=== Extrait du document ===

​Mesurer l’incertitude économique EPU : le Maroc se dote enfin d’un baromètre stratégique


Rédigé par La rédaction le Dimanche 9 Novembre 2025

Dans un paysage international marqué par les chocs successifs — crises géopolitiques, sécheresses répétées, inflation tenace — la visibilité économique devient une ressource aussi précieuse que l’eau ou l’énergie. Au Maroc, un outil inédit vient enrichir la boîte à outils macroéconomique : l’indice d’incertitude de politique économique (EPU), élaboré à partir d’une analyse automatisée de plus de 350 000 articles de presse nationale. Fruit du travail du chercheur Oussama Houari, publié sous l’égide de Bank Al-Maghrib, il mesure une dimension jusqu’ici peu objectivée : la perception de l’imprévisibilité politique, budgétaire et réglementaire.



Jusqu’à maintenant, l’économie marocaine naviguait avec des baromètres globaux, souvent insensibles aux nuances locales. L’EPU vient combler cette lacune en capturant les périodes où les annonces publiques, les blocages institutionnels ou les chocs climatiques créent un brouillard décisionnel. Or, ce brouillard coûte cher. Il ralentit l’investissement, freine la consommation, pèse sur le crédit et, au bout de la chaîne, rompt le rythme de la croissance.

Fait marquant : l’indice marocain se révèle plus pertinent que les indices internationaux pour expliquer nos cycles économiques. Une évidence, peut-être, mais désormais démontrée : les acteurs réagissent davantage aux signaux qui résonnent dans leur quotidien qu’aux tendances globales abstraites. Une sécheresse prolongée ou une réforme fiscale annoncée sans calendrier précis a plus d’impact sur le moral — et le portefeuille — qu’une turbulence lointaine.

Ce nouvel indicateur révèle trois canaux classiques de transmission de l’incertitude : attentisme des entreprises, épargne de précaution des ménages, accès au crédit plus coûteux. Mais le comportement marocain présente une originalité : en période trouble, la demande de cash augmente sensiblement. On retire, on stocke, on attend. La grosse coupure redevient une assurance psychologique. Un réflexe rationnel à l’échelle individuelle, mais pervers au niveau macro : moins de dépôts dans les banques signifie moins de capacité de prêt, donc moins d’investissement productif. La défiance s’auto-alimente.

===

**Série de tâches**
- a) Résumez en deux phrases l'article sur l'indice marocain d'incertitude économique.
- b) Reprenez l'article sur l'indice marocain d'incertitude économique de « Ce nouvel indicateur » jusqu'à « La défiance s’auto-alimente. » inclus, en substituant « liquidités » à « cash ».

=== Données fournies ===

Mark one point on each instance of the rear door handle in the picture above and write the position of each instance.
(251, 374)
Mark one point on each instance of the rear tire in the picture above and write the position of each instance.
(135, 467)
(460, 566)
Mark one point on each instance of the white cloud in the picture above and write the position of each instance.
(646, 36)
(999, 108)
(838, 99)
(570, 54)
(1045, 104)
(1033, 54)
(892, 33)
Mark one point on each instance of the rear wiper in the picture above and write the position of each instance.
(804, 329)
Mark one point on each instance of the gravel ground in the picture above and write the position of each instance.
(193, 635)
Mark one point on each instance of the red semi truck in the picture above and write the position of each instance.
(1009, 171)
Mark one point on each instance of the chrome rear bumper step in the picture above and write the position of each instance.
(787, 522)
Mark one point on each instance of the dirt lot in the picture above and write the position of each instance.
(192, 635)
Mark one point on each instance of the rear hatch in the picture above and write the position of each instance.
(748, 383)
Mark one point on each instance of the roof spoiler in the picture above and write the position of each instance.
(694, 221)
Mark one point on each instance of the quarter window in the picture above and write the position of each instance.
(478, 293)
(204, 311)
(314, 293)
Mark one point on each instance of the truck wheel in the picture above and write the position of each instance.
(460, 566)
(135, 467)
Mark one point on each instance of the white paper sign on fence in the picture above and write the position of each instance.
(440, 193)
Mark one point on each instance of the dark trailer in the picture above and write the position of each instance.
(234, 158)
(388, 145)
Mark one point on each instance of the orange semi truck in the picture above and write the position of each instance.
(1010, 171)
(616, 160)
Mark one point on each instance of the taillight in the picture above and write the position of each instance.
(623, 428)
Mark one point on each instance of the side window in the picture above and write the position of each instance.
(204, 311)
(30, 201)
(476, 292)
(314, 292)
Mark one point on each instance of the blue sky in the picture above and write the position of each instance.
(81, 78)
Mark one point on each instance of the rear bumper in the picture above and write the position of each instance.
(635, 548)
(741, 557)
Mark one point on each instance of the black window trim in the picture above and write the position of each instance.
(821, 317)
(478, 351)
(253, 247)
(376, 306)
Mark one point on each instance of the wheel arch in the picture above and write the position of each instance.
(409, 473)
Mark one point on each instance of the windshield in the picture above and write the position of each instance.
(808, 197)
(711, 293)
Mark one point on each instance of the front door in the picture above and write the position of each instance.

===

**Résultats des tâches**
- a) L'indice d'incertitude de politique économique (EPU) a été élaboré par le chercheur Oussama Houari à partir de plus de 350 000 articles de presse nationale et publié sous l'égide de Bank Al-Maghrib. Il mesure la perception de l'imprévisibilité politique, budgétaire et réglementaire au Maroc et explique mieux les cycles économiques du pays que les indices internationaux.

- b)
Ce nouvel indicateur révèle trois canaux classiques de transmission de l’incertitude : attentisme des entreprises, épargne de précaution des ménages, accès au crédit plus coûteux. Mais le comportement marocain présente une originalité : en période trouble, la demande de liquidités augmente sensiblement. On retire, on stocke, on attend. La grosse coupure redevient une assurance psychologique. Un réflexe rationnel à l’échelle individuelle, mais pervers au niveau macro : moins de dépôts dans les banques signifie moins de capacité de prêt, donc moins d’investissement productif. La défiance s’auto-alimente.